The company says, however, that the southbound route is still on the table.
“We remain committed to the construction and operation of the Steensby project as soon as feasible. In the meantime, we will continue to pursue the responsible development and expansion of the northbound Milne Inlet route,” Smiles said in the Baffinland statement.
Many risk factors
Moody’s Investors Service examines companies in detail and assigns credit ratings to them based on the consideration of multiple factors.
Potential investors then use that credit rating to decide if it’s safe to lend money to the company and to figure out what interest rate they should charge.
The highest long-term rating a company can receive is “Aaa.” For Baffinland, Moody’s assigned a much lower rating of “Caa1,” in the “not prime” category.
Baffinland’s largest shareholder is Nunavut Iron Ore Inc., which is controlled by a Texas-based private equity firm called the Energy & Minerals Group, which owns 72 per cent of the company. The European steel giant ArcelorMittal owns the other 28 per cent.
In their analysis of Baffinland, Moody’s describes the mine as a “small-scale” operation and, at its current production level of six million tonnes per year, one of the smallest mines the company has looked at.
Moody’s listed multiple risk factors for the expansion of Mary River, most of which are well known to the public:
• Its only source of revenue is a single commodity, iron ore, which is subject to volatile pricing, from only one mine, located in a remote location, producing only six million tonnes per year right now.
• The risk of regulatory delays, such as the length of time it took for the Nunavut Planning Commission to issue a land-use conformity decision.
• A short shipping season that starts each year in late May or early June and ends in late September or early October each year.
“With the company relying on the single mine for all cash flows, disruptions in production from geological difficulties or external factors such as weather could have a significant negative impact on the company’s financial performance,” Moody’s said.
The report also said the company needs a capital budget of between $1.2 billion and $1.3 billion to complete its expansion.
That means in the short term, the company would likely have to wait years before getting a payback on that investment.
“With this large spend program, Baffinland will have significant negative free cash flow over the next few years,” the report said.
Expansion would cut costs in half
On the other hand, after the expansion was completed, the company’s production costs would be cut in half.
Right now, at about six million tonnes per year, it costs the company between $38 and $40 to produce a single tonne of iron ore.
But after the expansion, that cost would drop to about $20 per tonne—and the company would become globally competitive, Moody’s said.
On the upside, Moody’s lists the following advantages:
• A high-grade ore body.
• Simple mining operations.

- **ASSIGNMENT 1**
Rewrite the paragraph of the Baffinland text that begins "The highest long-term rating" in fewer words, keeping its main facts.
- **ASSIGNMENT 2**
Please copy the part of the Baffinland text starting with "The report also" and going on through "on that investment.".
Rely only on the Baffinland text.

- **SUPPLIED INFORMATION**
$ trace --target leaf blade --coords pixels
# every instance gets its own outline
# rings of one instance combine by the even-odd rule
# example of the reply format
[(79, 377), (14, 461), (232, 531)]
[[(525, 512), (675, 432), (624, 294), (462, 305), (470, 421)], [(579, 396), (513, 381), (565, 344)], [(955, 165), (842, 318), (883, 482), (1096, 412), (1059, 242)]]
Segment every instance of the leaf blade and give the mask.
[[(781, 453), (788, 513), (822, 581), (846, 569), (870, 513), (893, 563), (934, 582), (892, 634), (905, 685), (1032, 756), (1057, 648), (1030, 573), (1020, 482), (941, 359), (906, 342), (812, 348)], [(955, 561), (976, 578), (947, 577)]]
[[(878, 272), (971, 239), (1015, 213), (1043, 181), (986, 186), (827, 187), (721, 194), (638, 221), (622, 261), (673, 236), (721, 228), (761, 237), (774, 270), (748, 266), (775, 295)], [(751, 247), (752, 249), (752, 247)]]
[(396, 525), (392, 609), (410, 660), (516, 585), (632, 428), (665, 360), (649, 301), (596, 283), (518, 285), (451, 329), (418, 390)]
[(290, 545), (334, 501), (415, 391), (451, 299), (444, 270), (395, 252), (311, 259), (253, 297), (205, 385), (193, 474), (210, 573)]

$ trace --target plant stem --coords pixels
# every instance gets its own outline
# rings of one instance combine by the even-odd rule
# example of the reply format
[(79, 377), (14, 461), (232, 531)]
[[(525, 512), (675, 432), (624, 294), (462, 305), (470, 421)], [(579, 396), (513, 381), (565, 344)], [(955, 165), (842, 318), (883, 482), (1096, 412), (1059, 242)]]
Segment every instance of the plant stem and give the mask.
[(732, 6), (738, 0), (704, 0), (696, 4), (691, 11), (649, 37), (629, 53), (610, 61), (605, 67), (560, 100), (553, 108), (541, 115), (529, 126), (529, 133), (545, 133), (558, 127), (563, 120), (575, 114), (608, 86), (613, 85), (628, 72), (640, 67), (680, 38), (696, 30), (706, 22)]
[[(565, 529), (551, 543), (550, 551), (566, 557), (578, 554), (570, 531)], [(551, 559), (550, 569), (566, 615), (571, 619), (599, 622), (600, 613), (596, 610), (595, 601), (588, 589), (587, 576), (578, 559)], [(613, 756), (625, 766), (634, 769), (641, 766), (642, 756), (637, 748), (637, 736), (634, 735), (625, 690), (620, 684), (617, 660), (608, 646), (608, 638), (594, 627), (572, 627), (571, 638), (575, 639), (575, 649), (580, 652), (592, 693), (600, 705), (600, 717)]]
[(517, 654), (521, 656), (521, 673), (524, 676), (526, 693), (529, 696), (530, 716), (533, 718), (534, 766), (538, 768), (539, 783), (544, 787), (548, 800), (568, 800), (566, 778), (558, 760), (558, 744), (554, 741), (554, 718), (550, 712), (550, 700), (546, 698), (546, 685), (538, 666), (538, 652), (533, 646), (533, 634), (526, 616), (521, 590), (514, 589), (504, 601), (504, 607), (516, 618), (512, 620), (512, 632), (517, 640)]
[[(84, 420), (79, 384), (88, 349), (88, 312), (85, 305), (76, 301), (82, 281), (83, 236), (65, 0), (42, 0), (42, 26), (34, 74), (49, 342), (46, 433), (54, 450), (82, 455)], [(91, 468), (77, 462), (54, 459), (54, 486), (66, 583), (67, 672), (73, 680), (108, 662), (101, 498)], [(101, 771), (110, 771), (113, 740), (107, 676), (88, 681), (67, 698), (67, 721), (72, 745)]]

- **WORKED SOLUTION 1**
The top long-term rating is "Aaa," but Moody's gave Baffinland a far lower "Caa1," in the "not prime" category.

- **WORKED SOLUTION 2**
The report also said the company needs a capital budget of between $1.2 billion and $1.3 billion to complete its expansion.
That means in the short term, the company would likely have to wait years before getting a payback on that investment.